## What you should do
Rewrite the lines below as a numbered list, skipping any blank lines. Leave out the pictures.

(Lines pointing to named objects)
--------------------------------------------------
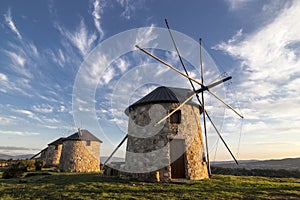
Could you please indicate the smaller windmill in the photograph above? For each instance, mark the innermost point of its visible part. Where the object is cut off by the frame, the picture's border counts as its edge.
(173, 101)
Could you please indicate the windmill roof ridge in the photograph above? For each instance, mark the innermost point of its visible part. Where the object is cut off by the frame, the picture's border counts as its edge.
(58, 141)
(164, 94)
(85, 135)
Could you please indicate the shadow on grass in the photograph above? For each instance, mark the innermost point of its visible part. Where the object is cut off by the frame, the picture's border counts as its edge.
(95, 186)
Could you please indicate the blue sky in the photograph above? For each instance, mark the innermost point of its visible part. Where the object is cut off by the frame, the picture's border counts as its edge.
(44, 43)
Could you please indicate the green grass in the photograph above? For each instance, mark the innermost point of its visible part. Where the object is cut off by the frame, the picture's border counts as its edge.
(93, 186)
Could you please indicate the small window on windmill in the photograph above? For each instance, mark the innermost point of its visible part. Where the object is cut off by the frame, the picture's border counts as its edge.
(88, 143)
(175, 118)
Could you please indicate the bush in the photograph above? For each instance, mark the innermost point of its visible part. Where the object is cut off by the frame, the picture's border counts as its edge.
(39, 165)
(14, 171)
(17, 169)
(28, 164)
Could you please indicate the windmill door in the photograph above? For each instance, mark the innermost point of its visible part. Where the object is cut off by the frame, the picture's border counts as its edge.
(177, 158)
--------------------------------------------------
## Full output
1. Could you please indicate the smaller windmill in the photograph above? For each instance, mark the innermost point of its visible part. Where the object is cut off by the frame, the picture's border counts as its edge.
2. (173, 101)
3. Could you please indicate the windmill roof ridge in the photograph above? For each instance, mark the innermost point of its visible part. Where the object is cut off by the frame, the picture's border counts as its edge.
4. (58, 141)
5. (164, 94)
6. (85, 135)
7. Could you please indicate the shadow on grass in the photograph above? For each instance, mark the innermost point of its visible part. Where the object is cut off by the frame, the picture's border counts as its edge.
8. (95, 186)
9. Could you please indicate the blue sky in the photograph above? For each instance, mark the innermost point of its visible part. Where the object is cut off by the frame, the picture's border counts as its edge.
10. (44, 43)
11. Could you please indicate the green grass in the photograph above? For each instance, mark the innermost point of its visible part. Where the object is cut off by the frame, the picture's border counts as its edge.
12. (93, 186)
13. Could you please indicate the small window on windmill in the photograph above? For each instance, mark the innermost point of its visible part. Where the object is cut off by the frame, the picture's border counts as its edge.
14. (88, 143)
15. (175, 118)
16. Could you please indicate the bush in the photograph above? For each instance, mark the innermost point of its visible part. Where the object is cut off by the frame, the picture's border counts as its edge.
17. (39, 165)
18. (14, 171)
19. (17, 169)
20. (28, 164)
21. Could you please indicate the windmill door in the photograph above? For each instance, mark the innermost point of its visible part. Where the object is cut off by the frame, the picture's border counts as its edge.
22. (177, 158)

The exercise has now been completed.